§ THE TASK
Copy the rows that begin at the line containing "Select row of" and end at the line containing "567 103 695 203", substituting "power pole" for "utility pole" and leaving everything else unchanged.
━━━━━ PROVIDED DATA
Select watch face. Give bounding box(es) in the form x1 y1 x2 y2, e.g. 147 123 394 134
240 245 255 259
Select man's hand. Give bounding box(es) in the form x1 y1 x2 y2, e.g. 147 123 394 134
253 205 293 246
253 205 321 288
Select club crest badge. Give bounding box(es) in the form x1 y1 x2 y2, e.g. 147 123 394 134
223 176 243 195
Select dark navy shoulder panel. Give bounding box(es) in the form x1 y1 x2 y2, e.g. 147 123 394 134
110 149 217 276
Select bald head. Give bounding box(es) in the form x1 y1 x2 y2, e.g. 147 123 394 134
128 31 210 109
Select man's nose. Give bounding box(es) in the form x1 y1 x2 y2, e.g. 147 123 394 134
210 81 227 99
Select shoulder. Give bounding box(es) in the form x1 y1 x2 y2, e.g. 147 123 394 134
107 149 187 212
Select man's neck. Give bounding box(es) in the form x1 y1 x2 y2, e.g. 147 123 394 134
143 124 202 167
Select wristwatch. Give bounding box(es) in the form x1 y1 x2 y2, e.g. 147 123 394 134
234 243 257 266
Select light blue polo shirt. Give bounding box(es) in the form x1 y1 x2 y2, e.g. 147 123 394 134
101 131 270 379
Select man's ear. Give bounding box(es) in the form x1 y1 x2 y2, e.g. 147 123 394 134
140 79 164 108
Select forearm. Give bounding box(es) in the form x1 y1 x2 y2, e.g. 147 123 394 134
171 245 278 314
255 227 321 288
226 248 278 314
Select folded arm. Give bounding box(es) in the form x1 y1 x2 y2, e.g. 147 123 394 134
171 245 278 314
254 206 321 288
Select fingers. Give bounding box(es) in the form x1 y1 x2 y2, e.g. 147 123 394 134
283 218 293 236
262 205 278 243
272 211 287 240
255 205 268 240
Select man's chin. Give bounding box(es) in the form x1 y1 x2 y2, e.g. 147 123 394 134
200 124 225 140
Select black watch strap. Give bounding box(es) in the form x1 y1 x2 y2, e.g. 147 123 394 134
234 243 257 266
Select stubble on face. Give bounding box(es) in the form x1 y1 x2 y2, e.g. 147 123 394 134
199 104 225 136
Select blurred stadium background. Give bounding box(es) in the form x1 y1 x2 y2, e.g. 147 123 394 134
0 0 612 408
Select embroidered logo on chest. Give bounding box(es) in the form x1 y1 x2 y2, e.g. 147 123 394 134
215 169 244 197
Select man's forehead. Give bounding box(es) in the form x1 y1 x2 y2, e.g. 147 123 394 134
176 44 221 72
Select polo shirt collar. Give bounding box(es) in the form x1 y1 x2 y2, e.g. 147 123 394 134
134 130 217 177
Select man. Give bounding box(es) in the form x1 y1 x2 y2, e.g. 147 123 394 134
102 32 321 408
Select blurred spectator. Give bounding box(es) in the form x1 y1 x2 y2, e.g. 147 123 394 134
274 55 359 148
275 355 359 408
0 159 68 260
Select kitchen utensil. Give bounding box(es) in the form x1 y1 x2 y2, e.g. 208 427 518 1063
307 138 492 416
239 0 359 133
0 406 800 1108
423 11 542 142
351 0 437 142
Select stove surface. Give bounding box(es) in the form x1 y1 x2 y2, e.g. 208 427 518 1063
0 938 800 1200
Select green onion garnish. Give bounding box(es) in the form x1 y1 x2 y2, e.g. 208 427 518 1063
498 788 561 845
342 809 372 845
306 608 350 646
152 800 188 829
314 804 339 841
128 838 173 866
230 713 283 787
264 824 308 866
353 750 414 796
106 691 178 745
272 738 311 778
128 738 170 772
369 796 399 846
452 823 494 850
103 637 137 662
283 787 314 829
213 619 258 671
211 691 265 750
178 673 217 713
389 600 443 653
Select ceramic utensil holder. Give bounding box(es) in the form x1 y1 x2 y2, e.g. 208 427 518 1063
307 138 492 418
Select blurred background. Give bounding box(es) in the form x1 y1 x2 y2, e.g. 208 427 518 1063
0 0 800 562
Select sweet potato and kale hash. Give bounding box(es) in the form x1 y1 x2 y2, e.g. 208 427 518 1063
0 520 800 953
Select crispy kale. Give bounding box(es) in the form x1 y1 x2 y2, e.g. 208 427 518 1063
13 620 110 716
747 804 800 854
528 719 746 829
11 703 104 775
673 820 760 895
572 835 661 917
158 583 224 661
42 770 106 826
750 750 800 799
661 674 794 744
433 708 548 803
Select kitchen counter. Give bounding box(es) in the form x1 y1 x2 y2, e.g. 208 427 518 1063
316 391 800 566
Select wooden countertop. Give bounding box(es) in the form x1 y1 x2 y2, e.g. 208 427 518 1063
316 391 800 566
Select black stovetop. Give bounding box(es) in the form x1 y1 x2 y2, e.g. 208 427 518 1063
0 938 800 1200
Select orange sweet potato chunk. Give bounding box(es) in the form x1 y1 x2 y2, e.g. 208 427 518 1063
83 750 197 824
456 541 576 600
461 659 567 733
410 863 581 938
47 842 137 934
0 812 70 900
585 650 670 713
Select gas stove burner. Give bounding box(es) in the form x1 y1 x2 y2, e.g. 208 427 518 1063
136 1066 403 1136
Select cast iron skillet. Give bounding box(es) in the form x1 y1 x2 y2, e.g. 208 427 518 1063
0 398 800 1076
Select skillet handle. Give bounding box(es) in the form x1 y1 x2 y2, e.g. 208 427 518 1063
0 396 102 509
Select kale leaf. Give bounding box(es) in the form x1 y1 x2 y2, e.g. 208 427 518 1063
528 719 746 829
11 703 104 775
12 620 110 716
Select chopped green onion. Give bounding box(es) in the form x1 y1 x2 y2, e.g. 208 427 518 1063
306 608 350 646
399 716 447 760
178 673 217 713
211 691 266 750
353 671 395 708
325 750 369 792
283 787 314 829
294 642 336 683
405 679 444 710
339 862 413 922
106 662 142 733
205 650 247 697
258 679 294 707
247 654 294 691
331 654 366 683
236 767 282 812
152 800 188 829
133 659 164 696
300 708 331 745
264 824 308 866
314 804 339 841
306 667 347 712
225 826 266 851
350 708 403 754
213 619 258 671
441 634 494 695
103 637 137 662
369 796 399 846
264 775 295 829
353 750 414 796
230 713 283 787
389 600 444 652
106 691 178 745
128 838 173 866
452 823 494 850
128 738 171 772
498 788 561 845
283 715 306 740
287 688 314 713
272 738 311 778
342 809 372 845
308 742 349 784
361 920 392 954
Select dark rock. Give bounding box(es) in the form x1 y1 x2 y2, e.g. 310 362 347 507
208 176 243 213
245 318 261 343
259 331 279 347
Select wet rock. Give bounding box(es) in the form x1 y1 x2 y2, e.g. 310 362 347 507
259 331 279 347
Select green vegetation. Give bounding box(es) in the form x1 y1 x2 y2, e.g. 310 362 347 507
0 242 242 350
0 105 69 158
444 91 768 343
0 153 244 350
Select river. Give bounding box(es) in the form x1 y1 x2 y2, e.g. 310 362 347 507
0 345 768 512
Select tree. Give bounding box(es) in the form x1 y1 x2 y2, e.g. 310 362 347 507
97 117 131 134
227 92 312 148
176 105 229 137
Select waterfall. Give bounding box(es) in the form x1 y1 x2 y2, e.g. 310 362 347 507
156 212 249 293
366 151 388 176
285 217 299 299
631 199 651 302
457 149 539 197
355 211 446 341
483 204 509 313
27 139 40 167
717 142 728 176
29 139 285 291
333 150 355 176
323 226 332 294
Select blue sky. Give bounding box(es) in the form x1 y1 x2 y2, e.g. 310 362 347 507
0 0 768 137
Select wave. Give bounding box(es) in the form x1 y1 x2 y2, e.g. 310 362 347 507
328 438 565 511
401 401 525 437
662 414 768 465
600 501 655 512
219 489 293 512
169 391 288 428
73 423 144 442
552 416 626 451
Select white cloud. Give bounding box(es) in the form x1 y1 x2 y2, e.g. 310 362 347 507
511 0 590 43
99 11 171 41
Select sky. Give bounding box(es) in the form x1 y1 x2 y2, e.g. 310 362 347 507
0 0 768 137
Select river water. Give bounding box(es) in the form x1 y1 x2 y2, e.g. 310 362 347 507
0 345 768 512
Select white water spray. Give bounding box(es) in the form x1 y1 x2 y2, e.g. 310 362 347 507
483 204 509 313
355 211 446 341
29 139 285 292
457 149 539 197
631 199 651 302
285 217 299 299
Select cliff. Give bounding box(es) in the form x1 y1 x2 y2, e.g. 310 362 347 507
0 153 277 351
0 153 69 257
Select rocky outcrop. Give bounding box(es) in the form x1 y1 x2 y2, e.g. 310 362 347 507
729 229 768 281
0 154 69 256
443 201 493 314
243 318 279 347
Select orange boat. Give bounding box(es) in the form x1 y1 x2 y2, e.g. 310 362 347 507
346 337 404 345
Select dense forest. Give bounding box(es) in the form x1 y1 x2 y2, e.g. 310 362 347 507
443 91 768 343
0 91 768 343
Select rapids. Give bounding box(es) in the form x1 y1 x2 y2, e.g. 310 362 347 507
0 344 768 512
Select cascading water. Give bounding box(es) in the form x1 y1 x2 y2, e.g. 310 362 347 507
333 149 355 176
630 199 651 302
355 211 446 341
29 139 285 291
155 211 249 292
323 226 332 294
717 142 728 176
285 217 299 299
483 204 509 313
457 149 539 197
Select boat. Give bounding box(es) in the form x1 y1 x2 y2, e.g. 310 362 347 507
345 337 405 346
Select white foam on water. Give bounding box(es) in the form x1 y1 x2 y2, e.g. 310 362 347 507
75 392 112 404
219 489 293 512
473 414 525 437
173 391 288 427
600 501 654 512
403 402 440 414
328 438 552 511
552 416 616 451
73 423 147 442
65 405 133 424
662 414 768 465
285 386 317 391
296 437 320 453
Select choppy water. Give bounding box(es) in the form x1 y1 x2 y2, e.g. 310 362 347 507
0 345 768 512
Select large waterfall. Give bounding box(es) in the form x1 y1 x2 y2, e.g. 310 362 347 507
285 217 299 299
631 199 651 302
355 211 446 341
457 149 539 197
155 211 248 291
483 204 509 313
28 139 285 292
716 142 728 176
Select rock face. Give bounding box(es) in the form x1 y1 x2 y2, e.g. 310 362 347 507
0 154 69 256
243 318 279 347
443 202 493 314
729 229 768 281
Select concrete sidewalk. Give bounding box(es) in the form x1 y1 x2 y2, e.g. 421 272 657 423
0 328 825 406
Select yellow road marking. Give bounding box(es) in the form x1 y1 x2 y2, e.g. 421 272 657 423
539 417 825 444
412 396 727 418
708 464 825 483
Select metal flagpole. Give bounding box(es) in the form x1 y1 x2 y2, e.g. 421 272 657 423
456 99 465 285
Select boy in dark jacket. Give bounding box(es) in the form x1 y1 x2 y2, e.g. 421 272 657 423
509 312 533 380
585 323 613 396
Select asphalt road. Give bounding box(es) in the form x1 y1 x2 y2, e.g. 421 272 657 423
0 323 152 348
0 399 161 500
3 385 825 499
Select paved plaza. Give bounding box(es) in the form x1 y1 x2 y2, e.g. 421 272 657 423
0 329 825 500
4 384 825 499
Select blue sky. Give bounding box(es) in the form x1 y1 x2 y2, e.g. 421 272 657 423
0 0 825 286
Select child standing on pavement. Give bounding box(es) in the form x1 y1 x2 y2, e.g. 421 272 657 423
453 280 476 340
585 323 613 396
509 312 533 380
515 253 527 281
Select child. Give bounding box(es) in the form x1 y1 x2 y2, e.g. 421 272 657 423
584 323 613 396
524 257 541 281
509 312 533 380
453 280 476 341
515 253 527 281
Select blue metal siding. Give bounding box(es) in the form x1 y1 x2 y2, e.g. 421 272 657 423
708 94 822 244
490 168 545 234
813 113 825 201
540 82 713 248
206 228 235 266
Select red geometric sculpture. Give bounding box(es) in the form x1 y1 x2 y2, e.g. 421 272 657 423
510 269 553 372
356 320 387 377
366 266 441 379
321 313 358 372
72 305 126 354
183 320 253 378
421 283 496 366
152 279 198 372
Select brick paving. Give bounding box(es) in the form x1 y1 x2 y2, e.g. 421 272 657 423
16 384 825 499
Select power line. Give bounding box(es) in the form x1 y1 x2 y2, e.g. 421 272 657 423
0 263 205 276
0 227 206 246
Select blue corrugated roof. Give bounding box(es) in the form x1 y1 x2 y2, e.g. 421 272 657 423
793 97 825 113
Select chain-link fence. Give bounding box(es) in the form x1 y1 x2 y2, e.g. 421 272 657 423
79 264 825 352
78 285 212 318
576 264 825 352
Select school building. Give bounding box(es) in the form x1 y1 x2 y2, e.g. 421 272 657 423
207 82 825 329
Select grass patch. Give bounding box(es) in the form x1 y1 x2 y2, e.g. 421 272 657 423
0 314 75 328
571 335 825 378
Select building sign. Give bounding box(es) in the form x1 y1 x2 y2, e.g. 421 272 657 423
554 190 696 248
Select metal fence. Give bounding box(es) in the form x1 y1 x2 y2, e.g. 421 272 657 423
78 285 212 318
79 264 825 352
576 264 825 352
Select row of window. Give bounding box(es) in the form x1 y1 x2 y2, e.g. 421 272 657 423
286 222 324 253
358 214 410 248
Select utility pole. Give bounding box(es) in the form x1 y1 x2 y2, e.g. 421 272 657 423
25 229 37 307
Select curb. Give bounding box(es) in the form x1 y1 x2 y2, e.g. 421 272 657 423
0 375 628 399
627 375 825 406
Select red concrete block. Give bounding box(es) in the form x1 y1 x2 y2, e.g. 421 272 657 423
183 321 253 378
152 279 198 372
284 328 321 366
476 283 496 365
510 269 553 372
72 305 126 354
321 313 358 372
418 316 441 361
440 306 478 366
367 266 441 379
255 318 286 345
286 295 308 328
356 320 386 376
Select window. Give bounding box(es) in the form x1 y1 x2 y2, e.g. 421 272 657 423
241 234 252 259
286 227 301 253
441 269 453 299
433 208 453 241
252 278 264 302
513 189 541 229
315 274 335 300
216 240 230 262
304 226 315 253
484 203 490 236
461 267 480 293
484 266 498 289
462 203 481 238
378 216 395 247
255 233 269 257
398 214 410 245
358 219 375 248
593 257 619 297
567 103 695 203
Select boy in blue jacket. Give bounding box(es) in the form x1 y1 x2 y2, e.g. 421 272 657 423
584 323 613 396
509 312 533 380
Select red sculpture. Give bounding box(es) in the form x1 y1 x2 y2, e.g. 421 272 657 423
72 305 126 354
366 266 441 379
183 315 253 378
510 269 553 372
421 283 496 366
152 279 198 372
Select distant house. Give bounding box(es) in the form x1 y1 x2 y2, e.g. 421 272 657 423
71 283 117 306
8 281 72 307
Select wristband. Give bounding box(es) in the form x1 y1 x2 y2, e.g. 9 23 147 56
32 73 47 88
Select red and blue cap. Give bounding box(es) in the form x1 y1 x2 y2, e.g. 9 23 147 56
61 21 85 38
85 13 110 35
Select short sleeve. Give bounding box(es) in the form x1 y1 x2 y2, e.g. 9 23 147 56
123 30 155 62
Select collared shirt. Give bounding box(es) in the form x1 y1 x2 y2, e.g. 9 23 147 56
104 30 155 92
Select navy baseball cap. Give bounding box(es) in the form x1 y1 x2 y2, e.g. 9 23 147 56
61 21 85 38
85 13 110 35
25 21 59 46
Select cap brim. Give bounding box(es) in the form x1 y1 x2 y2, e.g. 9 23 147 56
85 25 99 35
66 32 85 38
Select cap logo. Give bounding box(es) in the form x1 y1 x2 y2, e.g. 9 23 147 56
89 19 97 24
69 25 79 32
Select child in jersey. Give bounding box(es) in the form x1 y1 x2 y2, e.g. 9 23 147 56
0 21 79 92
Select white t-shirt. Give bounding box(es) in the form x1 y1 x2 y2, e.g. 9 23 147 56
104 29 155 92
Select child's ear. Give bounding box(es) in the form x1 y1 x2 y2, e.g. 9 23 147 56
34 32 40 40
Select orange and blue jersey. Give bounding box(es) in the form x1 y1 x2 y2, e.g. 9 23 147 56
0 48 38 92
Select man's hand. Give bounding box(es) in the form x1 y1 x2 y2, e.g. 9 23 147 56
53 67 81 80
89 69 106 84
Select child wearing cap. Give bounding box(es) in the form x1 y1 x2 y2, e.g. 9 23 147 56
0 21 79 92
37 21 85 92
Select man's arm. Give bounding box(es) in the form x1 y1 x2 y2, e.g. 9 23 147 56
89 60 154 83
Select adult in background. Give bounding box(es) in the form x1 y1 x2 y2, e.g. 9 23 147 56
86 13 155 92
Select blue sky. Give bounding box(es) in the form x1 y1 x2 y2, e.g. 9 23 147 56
━━━━━━━━━━
§ TASK OUTPUT
Select row of window. Give bounding box(es) in the form x1 y1 x2 y2, e.g. 421 272 657 423
286 222 324 253
358 214 410 248
Select power pole. Give bounding box(es) in the form x1 y1 x2 y2, e.g. 421 272 657 423
25 229 37 307
Select curb. Give bounding box(es) in the form x1 y1 x2 y2, e.g. 421 272 657 423
0 375 628 399
627 375 825 406
Select red concrete block. Give bounding box(es) in the form x1 y1 x2 y2, e.g. 421 272 657 423
183 321 253 378
152 279 198 372
284 328 321 366
476 283 496 365
510 269 553 372
72 305 126 354
321 313 358 372
418 316 441 361
440 306 478 366
367 266 441 379
255 318 286 345
286 295 308 328
356 320 386 376
Select window. Give bounding box(es) in the form x1 y1 x2 y2, e.g. 421 272 657 423
241 234 252 259
286 227 301 253
441 269 453 299
433 208 453 241
252 278 264 302
513 189 541 229
315 274 335 300
216 240 230 262
304 226 315 253
484 203 490 236
461 267 480 293
484 266 498 289
462 203 481 238
378 216 395 247
255 233 269 257
398 214 410 245
358 219 375 248
593 257 619 297
567 103 695 203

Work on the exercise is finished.